> [Written task A] In the patch message about using orjson for JSONL output, copy the passage from "When generating a" to "is MIT licensed." word for word.
> [Written task B] Does the patch message about orjson support each of these statements? (i) orjson supports streaming encoding. (ii) For a large (2GB) diff written as JSON-Lines, the change takes 20-30% less time than the stdlib. (iii) orjson is GPL licensed. Answer yes or no for each, quoting the words of the patch message that decide it.
> [Written task C] Can you continue the patch message about using orjson for JSONL output, picking up after its final sentence?

From 5e6167aa1a232eb3aa603332b503527123c345a4 Mon Sep 17 00:00:00 2001
From: Craig de Stigter <craig@destigter.nz>
Date: Wed, 13 Nov 2024 15:33:04 +1300
Subject: [PATCH] Use `orjson` for faster JSONL output

refs #1018

When generating a large (2GB) diff as JSON-Lines this takes 20-30% less
time than the stdlib.

It may be possible to use this in other places, but note that orjson
doesn't support streaming encoding (iterencode), which means it is of
limited utility where we're trying to stream JSON diffs of huge
datasets.

This change uses it for individual features in JSONL diffs only where
the lack of iterencode() isn't a concern.

orjson is MIT licensed.

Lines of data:
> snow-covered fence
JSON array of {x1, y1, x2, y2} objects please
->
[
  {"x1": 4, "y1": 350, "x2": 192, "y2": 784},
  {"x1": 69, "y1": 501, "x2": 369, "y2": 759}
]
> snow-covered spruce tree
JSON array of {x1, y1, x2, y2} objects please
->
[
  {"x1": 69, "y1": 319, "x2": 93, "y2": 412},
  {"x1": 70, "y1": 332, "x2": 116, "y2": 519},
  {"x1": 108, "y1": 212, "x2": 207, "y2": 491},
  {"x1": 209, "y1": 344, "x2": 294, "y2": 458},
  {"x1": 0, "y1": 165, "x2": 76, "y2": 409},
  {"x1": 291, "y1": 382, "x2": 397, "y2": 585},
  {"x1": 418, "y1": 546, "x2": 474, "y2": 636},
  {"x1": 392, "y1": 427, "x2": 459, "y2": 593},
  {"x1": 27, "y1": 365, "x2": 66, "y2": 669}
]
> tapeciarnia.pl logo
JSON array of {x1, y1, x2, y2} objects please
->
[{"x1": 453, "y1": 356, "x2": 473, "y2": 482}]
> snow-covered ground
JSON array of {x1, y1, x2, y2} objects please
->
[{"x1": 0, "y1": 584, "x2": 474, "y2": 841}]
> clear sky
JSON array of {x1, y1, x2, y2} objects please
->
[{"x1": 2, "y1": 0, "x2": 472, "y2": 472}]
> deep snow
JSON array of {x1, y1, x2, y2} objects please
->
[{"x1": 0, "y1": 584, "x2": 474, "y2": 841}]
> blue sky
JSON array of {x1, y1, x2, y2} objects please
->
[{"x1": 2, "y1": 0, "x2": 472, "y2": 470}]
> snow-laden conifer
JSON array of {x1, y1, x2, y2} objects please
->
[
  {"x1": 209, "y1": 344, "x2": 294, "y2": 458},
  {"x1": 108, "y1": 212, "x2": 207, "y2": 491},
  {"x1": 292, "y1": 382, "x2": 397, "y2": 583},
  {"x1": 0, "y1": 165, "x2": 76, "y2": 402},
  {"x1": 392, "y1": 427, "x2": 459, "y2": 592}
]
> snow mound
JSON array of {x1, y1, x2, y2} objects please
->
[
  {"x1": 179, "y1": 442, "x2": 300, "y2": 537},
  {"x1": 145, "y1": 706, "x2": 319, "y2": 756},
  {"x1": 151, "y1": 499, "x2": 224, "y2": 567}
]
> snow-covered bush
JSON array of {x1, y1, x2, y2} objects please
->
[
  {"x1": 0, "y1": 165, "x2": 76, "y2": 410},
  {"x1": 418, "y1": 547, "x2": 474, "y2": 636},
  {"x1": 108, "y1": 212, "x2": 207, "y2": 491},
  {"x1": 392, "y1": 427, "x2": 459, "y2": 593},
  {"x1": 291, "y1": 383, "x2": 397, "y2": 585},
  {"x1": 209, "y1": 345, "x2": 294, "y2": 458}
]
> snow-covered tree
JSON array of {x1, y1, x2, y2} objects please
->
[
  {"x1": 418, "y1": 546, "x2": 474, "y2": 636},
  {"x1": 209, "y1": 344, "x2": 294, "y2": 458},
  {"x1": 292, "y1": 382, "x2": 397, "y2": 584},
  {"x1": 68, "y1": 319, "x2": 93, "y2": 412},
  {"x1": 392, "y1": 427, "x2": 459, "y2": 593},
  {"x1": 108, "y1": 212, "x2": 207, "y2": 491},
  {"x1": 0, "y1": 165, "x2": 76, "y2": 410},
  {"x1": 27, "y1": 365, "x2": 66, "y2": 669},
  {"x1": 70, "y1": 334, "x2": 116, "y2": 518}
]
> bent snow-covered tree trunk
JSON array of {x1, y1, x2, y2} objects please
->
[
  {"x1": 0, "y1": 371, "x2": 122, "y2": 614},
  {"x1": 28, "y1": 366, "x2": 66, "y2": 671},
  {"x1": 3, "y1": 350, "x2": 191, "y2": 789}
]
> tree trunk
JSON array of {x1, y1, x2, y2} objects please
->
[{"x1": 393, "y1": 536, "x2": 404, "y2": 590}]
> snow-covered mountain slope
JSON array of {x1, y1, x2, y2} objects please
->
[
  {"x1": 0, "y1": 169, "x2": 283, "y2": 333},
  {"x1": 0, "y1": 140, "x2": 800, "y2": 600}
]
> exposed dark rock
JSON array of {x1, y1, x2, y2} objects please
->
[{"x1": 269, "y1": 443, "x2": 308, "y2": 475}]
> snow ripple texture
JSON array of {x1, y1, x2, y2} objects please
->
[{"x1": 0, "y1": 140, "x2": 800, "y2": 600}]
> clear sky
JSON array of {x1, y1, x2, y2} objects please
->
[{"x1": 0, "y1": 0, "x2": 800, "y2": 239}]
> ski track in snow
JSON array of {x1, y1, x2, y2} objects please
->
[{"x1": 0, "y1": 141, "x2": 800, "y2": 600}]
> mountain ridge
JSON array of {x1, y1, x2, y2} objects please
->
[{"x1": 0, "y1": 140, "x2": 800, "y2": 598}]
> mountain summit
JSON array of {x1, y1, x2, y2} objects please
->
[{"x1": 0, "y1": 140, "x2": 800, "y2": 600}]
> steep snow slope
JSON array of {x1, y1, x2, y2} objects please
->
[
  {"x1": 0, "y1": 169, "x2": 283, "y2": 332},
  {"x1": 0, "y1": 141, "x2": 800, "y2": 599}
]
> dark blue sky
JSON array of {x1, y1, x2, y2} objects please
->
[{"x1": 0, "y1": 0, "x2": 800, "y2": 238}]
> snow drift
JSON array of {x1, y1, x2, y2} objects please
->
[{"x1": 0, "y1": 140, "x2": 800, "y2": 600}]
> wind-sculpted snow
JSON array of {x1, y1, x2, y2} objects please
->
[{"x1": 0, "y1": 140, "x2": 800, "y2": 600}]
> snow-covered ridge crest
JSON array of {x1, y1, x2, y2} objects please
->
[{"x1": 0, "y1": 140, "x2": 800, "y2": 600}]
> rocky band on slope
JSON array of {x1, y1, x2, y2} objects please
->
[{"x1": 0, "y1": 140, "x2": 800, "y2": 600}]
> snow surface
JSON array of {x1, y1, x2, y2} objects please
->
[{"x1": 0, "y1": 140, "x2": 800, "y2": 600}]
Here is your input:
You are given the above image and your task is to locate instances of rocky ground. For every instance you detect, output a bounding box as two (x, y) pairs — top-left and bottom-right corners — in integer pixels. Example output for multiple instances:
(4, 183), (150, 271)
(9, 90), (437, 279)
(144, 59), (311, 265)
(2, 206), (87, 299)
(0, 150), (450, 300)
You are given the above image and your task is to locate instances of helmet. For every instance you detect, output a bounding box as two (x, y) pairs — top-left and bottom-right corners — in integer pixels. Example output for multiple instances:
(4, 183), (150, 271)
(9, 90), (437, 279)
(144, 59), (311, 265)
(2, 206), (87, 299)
* * *
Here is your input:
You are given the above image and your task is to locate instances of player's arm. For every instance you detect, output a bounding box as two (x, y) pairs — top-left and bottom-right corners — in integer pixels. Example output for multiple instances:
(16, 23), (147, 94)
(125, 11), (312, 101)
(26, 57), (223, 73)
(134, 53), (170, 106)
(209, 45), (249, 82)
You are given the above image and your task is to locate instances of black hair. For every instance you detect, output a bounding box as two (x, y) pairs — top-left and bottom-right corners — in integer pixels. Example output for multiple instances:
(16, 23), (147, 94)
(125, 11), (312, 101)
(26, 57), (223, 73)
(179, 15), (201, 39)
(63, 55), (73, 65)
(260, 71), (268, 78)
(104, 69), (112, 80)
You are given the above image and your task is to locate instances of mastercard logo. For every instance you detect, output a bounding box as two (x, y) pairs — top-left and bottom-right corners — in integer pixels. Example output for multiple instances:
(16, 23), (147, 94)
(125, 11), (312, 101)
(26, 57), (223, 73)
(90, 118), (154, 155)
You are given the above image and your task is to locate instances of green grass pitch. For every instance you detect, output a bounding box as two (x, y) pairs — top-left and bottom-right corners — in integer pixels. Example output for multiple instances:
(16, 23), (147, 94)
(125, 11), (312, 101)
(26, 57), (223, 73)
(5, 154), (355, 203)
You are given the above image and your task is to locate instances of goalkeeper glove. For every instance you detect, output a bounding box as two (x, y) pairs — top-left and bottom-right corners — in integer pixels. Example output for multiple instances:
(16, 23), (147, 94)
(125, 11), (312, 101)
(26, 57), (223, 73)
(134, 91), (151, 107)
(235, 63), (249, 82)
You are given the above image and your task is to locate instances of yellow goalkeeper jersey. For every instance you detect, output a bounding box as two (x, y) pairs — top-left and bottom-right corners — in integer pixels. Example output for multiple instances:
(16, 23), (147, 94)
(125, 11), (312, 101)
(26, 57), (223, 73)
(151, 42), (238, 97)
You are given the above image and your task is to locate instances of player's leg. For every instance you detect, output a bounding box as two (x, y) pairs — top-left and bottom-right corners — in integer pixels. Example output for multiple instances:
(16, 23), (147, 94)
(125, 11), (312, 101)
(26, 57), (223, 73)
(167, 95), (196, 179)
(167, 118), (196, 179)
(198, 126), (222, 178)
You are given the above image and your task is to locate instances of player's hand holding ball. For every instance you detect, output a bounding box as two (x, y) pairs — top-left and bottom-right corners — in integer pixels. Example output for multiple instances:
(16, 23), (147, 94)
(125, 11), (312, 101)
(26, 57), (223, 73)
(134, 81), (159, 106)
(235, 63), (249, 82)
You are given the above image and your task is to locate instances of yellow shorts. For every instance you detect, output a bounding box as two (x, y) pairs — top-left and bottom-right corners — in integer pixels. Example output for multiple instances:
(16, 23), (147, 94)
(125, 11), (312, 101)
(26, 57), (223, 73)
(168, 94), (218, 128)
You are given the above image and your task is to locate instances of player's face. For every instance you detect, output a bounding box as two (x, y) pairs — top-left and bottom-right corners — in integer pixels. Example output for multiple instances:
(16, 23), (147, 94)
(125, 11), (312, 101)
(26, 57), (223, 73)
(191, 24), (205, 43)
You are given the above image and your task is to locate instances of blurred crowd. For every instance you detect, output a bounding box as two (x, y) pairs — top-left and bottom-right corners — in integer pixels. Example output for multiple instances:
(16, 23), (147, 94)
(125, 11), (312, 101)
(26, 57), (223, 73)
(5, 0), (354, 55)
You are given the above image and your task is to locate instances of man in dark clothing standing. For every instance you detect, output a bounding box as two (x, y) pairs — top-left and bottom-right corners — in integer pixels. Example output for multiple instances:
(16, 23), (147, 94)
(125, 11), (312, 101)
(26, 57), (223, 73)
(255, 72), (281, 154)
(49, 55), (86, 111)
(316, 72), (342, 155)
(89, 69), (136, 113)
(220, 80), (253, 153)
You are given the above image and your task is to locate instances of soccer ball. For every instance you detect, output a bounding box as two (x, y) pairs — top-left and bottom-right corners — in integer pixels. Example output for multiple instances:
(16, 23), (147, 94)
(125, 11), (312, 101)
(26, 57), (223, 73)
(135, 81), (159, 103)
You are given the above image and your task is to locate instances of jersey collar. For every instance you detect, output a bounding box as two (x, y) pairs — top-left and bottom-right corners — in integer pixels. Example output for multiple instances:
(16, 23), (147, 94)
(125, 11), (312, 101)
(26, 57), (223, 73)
==
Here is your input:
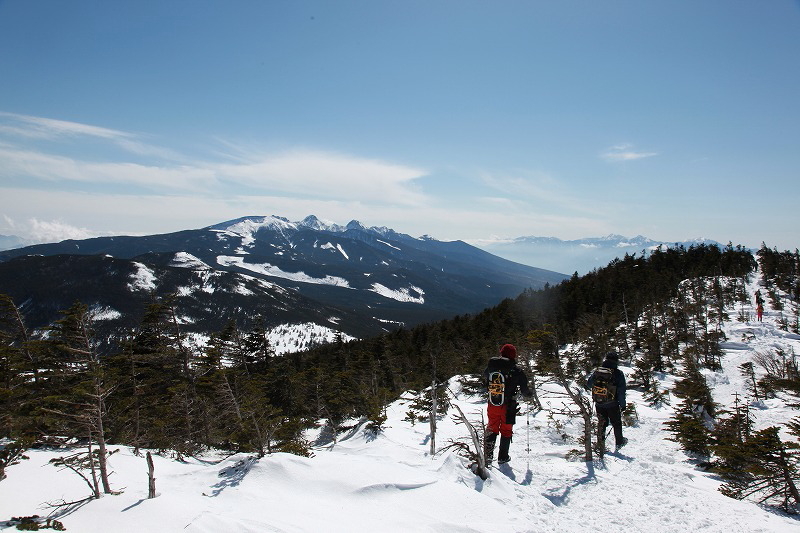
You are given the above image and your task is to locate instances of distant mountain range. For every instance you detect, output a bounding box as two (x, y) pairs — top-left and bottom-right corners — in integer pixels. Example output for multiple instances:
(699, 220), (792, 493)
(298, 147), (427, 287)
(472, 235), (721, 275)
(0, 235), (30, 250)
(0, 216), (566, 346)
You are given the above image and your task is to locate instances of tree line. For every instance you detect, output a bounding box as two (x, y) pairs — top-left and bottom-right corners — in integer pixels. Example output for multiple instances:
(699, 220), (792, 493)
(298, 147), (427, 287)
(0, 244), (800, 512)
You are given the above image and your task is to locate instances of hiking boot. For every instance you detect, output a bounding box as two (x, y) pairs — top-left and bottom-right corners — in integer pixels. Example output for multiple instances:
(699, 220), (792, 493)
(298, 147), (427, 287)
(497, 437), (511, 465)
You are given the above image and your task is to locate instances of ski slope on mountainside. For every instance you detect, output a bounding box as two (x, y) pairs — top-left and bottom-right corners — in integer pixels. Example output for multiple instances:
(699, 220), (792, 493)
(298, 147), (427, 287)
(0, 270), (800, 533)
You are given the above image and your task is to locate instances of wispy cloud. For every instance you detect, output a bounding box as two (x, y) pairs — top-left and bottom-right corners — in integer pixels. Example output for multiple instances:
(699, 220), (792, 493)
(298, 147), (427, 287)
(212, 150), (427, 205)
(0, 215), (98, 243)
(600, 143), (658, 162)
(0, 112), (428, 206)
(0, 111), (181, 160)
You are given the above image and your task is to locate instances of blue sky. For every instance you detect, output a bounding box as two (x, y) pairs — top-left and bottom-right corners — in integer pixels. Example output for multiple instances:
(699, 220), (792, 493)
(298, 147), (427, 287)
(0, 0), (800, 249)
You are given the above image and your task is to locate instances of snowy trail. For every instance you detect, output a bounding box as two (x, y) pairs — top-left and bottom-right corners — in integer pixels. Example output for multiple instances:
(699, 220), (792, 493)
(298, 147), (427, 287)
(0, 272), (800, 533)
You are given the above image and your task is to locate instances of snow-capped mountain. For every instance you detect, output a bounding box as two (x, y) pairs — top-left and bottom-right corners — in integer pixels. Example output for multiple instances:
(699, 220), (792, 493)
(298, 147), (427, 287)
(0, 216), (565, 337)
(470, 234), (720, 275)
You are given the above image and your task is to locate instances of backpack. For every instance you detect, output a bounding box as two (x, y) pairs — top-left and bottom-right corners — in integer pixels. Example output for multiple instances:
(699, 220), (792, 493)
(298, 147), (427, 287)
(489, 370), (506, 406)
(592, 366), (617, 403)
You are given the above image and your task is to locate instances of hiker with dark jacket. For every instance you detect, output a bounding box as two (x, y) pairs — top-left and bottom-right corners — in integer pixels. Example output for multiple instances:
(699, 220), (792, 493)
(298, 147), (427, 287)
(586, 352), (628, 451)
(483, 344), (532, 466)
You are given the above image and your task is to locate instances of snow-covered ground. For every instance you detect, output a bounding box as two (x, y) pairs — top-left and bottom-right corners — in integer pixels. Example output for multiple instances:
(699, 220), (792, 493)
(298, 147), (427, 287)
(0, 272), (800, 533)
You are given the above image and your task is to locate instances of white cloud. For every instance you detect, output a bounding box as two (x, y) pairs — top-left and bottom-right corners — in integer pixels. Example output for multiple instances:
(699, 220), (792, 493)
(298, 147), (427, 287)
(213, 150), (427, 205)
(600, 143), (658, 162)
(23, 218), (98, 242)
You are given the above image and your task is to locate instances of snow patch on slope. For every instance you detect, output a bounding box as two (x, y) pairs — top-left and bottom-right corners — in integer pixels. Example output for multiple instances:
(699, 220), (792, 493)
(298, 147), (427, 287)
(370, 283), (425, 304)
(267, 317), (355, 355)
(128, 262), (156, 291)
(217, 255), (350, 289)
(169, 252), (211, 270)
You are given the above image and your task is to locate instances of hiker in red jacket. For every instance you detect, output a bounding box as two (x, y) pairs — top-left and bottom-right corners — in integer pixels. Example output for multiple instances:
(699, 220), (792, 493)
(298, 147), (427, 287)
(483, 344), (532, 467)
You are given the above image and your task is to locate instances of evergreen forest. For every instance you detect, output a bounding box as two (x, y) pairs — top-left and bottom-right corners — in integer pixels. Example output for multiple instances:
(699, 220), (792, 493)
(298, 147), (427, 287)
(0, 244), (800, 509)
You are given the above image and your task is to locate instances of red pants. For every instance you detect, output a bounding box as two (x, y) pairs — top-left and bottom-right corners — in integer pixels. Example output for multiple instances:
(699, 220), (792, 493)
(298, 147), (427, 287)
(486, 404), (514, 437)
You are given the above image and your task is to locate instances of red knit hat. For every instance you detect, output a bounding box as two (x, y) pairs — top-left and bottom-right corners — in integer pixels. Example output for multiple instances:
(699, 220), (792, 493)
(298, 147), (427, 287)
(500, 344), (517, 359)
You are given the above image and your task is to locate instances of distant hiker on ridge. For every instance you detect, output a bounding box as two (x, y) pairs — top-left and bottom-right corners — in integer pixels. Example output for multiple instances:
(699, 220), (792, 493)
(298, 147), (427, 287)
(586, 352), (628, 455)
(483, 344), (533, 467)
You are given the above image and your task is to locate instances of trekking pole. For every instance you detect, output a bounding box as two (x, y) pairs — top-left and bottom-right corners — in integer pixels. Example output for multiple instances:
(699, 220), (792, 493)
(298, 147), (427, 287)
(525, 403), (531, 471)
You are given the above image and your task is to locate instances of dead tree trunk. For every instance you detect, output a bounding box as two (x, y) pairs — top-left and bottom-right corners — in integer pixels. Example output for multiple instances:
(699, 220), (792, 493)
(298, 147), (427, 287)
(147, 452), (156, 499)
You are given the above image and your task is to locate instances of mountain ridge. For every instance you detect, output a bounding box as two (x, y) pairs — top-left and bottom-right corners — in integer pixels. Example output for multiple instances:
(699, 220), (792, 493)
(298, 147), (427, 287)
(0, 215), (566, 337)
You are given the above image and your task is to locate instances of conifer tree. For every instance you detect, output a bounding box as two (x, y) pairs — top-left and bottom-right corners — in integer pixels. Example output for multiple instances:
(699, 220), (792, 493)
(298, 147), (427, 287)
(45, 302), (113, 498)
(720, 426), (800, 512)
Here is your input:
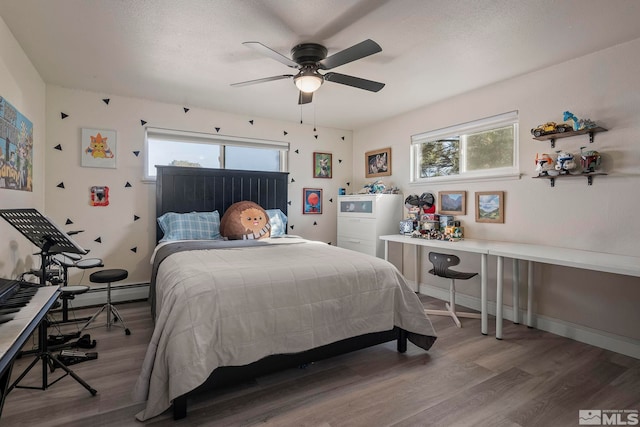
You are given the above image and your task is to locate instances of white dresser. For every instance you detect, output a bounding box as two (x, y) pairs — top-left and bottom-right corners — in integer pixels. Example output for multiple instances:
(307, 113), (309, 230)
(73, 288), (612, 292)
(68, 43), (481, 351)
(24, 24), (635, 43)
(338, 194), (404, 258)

> [Written response A]
When generating a large (2GB) diff as JSON-Lines this takes 20-30% less
time than the stdlib.

It may be possible to use this in other places, but note that orjson
doesn't support streaming encoding (iterencode), which means it is of
limited utility where we're trying to stream JSON diffs of huge
datasets.

This change uses it for individual features in JSONL diffs only where
the lack of iterencode() isn't a concern.

orjson is MIT licensed.

> [Written response B]
(i) No: "orjson doesn't support streaming encoding (iterencode)"
(ii) Yes: "When generating a large (2GB) diff as JSON-Lines this takes 20-30% less time than the stdlib."
(iii) No: "orjson is MIT licensed."

> [Written response C]
---
 kart/json_diff_writers.py | 14 ++++++++++----
 kart/output_util.py       | 25 ++++++++++++++++++++++++-
 2 files changed, 34 insertions(+), 5 deletions(-)

diff --git a/kart/json_diff_writers.py b/kart/json_diff_writers.py
index 48509fff1..0a928adad 100644
--- a/kart/json_diff_writers.py
+++ b/kart/json_diff_writers.py
@@ -1,4 +1,4 @@
-import json
+import orjson
 import logging
 import threading
 from datetime import datetime, timedelta, timezone
@@ -19,7 +19,11 @@
 from kart.diff_structs import FILES_KEY, BINARY_FILE, DatasetDiff
 from kart.key_filters import DeltaFilter
 from kart.log import commit_obj_to_json
-from kart.output_util import dump_json_output, resolve_output_path
+from kart.output_util import (
+    dump_json_output,
+    resolve_output_path,
+    orjson_encode_default,
+)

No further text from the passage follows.